[[ Data provided, beginning ]]

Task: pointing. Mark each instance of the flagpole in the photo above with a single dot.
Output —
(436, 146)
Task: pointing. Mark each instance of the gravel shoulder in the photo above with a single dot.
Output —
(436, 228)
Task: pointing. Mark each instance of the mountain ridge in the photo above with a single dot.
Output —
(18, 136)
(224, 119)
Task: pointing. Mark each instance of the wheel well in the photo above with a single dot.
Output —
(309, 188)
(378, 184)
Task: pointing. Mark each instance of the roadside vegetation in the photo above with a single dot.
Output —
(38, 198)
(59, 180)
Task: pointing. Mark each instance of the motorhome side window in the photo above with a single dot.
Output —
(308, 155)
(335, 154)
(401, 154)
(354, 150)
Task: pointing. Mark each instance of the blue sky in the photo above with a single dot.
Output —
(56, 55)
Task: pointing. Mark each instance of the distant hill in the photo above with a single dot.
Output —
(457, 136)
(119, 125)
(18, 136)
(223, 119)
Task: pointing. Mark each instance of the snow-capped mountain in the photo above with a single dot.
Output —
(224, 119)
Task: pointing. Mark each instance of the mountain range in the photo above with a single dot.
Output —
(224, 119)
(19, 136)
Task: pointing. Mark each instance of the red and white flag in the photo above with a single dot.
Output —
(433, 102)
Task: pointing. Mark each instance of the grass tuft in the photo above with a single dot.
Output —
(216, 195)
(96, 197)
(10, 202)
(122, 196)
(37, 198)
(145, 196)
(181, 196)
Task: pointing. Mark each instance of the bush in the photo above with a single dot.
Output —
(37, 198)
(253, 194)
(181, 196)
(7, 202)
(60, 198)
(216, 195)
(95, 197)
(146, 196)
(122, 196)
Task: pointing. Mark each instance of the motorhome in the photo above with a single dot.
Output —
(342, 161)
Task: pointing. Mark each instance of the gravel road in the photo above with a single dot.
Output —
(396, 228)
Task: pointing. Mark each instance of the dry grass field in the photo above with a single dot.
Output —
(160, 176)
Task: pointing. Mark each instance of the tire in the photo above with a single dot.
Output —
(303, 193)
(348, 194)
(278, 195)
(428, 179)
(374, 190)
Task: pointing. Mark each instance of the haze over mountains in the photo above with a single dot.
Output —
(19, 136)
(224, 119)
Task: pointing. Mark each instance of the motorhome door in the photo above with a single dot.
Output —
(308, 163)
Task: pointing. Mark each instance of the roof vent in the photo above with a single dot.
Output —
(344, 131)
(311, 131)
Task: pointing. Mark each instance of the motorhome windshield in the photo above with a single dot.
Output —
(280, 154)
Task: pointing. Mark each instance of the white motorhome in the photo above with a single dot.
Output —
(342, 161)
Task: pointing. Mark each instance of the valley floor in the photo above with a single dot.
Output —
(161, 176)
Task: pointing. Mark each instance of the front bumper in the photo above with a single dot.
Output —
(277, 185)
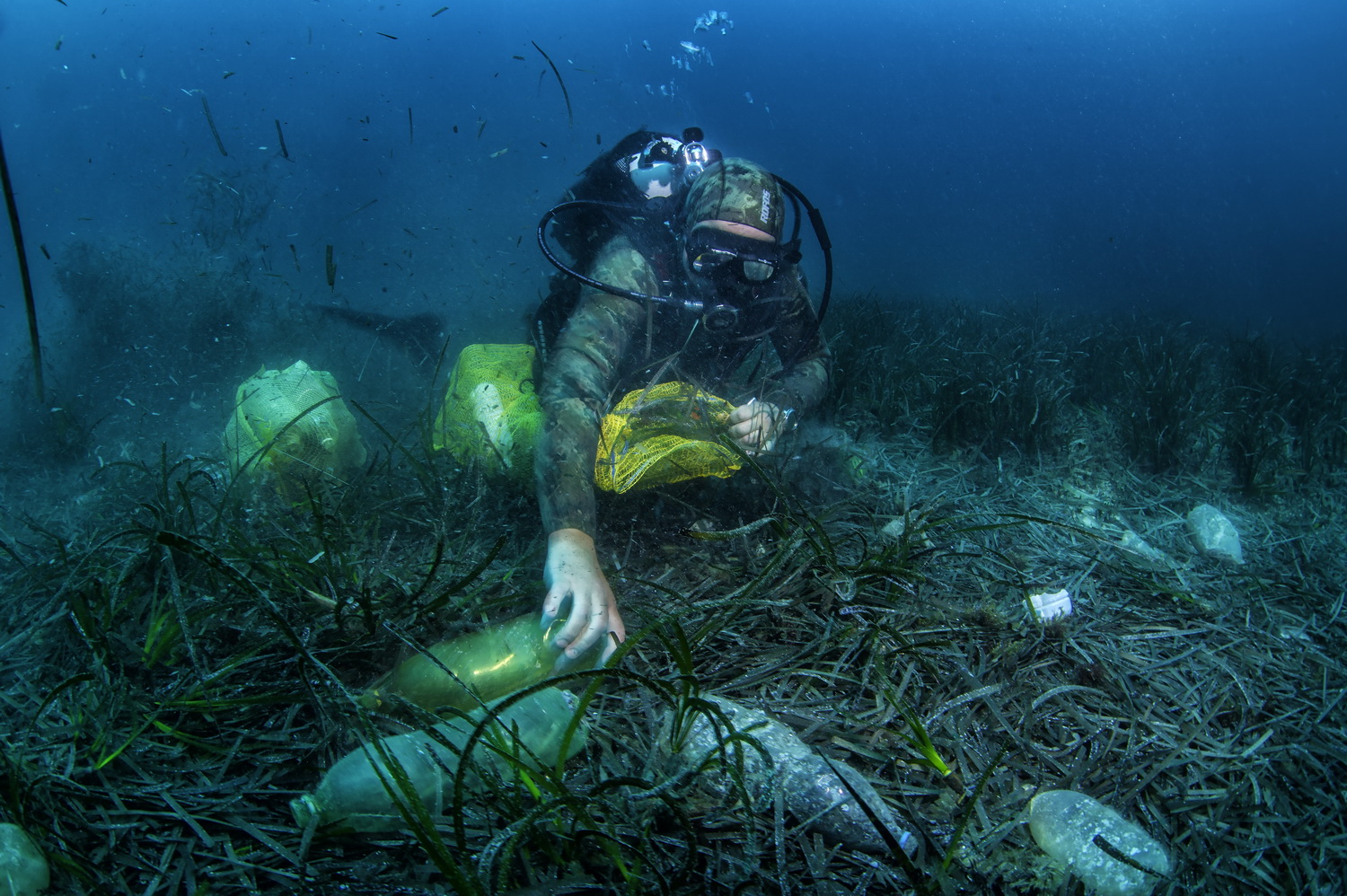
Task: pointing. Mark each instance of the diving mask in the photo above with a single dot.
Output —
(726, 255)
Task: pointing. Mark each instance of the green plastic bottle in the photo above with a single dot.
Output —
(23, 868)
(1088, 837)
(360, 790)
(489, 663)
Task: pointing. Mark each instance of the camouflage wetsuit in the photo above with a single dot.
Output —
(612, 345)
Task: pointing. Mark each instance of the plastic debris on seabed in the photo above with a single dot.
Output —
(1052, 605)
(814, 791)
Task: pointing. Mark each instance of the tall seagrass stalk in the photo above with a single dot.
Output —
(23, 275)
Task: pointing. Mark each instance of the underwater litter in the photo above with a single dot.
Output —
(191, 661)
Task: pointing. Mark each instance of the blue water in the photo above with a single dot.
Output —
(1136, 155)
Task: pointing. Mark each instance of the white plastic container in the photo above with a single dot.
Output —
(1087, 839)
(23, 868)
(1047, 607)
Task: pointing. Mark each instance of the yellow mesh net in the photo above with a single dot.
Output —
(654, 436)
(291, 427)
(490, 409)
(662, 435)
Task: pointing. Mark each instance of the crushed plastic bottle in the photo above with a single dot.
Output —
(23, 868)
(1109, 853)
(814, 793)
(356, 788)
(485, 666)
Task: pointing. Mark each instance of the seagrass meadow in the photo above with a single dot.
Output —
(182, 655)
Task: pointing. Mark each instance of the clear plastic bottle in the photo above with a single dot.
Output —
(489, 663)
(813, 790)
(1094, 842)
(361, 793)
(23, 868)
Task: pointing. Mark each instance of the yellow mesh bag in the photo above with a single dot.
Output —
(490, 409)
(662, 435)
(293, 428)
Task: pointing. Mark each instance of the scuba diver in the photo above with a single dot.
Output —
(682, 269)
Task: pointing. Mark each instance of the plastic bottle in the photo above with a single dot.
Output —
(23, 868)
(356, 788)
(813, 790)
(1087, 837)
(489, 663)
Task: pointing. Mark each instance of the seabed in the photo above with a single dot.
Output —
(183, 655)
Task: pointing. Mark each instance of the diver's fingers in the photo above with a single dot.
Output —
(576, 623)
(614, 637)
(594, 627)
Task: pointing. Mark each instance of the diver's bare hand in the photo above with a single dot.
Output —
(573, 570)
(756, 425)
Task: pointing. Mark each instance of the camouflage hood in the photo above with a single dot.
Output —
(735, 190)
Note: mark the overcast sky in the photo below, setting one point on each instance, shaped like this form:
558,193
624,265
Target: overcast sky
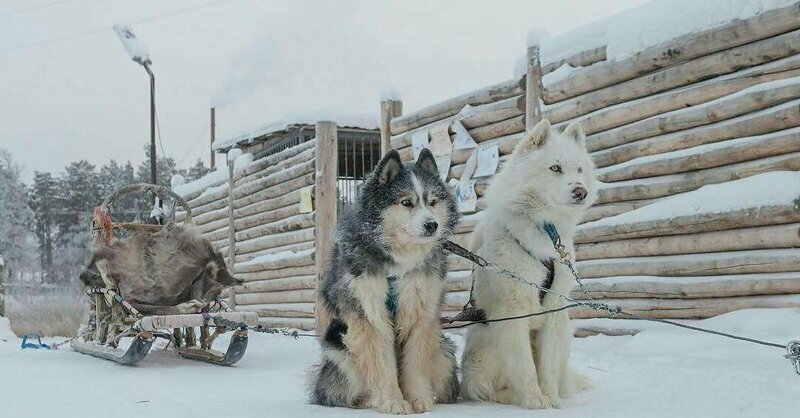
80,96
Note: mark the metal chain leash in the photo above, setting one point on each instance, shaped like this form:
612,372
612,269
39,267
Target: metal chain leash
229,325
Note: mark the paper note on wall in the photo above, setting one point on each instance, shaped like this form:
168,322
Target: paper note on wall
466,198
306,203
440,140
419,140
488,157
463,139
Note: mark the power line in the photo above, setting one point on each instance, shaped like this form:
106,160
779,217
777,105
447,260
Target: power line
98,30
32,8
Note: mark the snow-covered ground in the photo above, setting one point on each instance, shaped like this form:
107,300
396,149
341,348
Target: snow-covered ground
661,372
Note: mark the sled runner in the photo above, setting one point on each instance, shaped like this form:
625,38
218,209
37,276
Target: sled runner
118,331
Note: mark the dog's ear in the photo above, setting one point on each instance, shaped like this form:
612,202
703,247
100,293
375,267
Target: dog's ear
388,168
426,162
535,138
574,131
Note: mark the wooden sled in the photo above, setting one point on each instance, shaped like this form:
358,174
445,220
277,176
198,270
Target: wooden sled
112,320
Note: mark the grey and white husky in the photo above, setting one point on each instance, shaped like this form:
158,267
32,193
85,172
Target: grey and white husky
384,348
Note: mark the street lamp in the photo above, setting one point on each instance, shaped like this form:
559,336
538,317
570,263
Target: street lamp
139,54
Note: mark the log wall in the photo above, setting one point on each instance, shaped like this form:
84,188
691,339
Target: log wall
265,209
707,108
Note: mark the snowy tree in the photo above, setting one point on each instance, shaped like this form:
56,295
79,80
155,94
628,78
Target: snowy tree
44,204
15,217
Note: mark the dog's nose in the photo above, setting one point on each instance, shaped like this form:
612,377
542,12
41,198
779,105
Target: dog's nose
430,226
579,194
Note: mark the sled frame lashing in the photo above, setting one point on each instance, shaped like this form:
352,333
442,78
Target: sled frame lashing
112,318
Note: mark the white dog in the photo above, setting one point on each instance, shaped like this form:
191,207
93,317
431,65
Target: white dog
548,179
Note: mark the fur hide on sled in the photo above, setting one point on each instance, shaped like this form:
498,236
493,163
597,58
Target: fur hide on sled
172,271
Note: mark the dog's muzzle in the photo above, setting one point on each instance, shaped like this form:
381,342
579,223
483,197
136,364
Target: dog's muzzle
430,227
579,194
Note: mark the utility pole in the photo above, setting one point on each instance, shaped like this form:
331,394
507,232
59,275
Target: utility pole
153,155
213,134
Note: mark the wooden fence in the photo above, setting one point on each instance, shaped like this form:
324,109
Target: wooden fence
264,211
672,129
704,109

[[ Data provided, end ]]

Your goal - Return every line of the listing above where "camouflage" appears.

Task output -
Task: pointing. Mark each instance of the camouflage wetsuit in the photo above with a single dot.
Task: pointing. Mark each instance of the camouflage hood in the photo above with a single dot.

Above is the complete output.